CLIA releases four-phase pathway towards resumption of cruising

Sydney, Australia - January 25, 2015: View of cruise ship and Sydney skyline in a sunny day on January 25, 2015 in Sydney, Australia.

The Cruise Lines International Association (CLIA) has released a four-phase pathway toward a resumption of cruising in Australia based on vaccine percentages.

The cruise pathway has been developed in response to the federal government’s four-phase National Plan, which sets out key stages of reopening and the national vaccination targets that trigger them.

CLIA’s regional managing director, Joel Katz, said aligning the industry’s pathway with the government’s national plan would help provide certainty for Australians whose jobs rely on cruising.

It would also allow the implementation of extensive health protocols developed by cruise lines globally in response to COVID-19, which are already operating where cruising has restarted overseas.

“This is about having plans agreed in advance so that we’re ready as conditions improve with the rising vaccination rate,” Katz said.

“Our governments have created a four-phase plan to reopen Australia, and we’re now calling for our own four-phase pathway to be included in this process.”

Key goals in the cruise industry pathway are set against each of the four phases in the National Plan:

  • Current phase (vaccinate, prepare and pilot) – agreement between governments and the cruise industry on a framework for cruising’s restart and the industry’s layered health protocols, with potential to pilot small domestic expedition cruises as health conditions allow.

Given records —
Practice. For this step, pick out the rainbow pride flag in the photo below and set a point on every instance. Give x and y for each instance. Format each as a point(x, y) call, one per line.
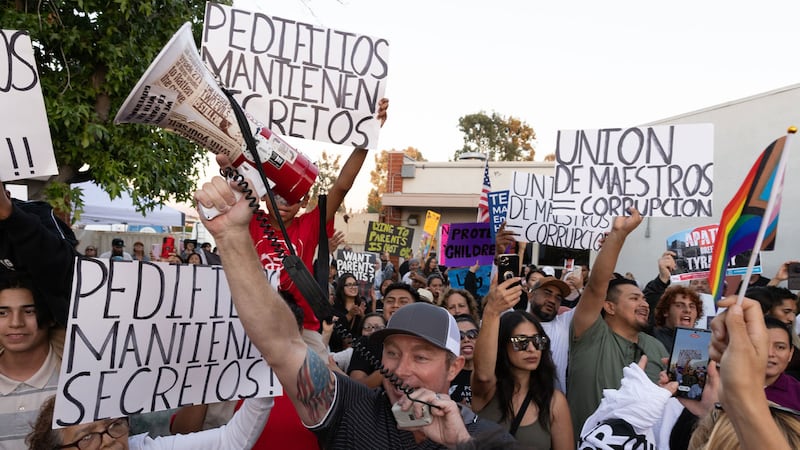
point(750, 221)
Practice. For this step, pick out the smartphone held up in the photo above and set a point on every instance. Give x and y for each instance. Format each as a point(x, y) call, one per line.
point(688, 364)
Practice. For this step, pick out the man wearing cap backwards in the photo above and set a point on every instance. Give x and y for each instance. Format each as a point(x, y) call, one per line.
point(421, 348)
point(117, 249)
point(544, 303)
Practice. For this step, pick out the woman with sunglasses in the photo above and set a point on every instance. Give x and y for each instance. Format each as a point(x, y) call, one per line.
point(349, 307)
point(240, 433)
point(513, 382)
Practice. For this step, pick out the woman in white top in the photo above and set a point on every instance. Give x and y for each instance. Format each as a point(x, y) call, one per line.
point(240, 433)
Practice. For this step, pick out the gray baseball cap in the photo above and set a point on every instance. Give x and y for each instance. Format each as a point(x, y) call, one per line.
point(425, 321)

How to complete this task — Pick up the article above about the cruise industry's four-phase restart pathway after its last sentence, and continue it.

Response area —
  • Vaccination transition phase (~70 per cent of adult population vaccinated) – resume limited domestic-only cruises within an Australian bubble, in line with the industry’s health protocols.
  • Consolidation phase (≥80 per cent of adult population vaccinated) – more extensive domestic sailings and carefully controlled trans-Tasman itineraries and other regional “bubble” sailings when conditions allow, with ongoing health protocols in place.
  • Post-vaccination phase – resume carefully controlled international itineraries from Australian ports with ongoing health protocols in place.

Katz said Australia was now the only major cruise market in the world where governments had yet to achieve progress on a framework for cruising’s resumption.

“Almost one million people have successfully sailed in countries where cruising has already resumed, including in the US, Europe and parts of Asia,” he said.

“Cruising involves long lead-times ahead of operations, so we need a plan in place now so we can work towards reviving an industry worth more than $5 billion a year to communities around Australia.”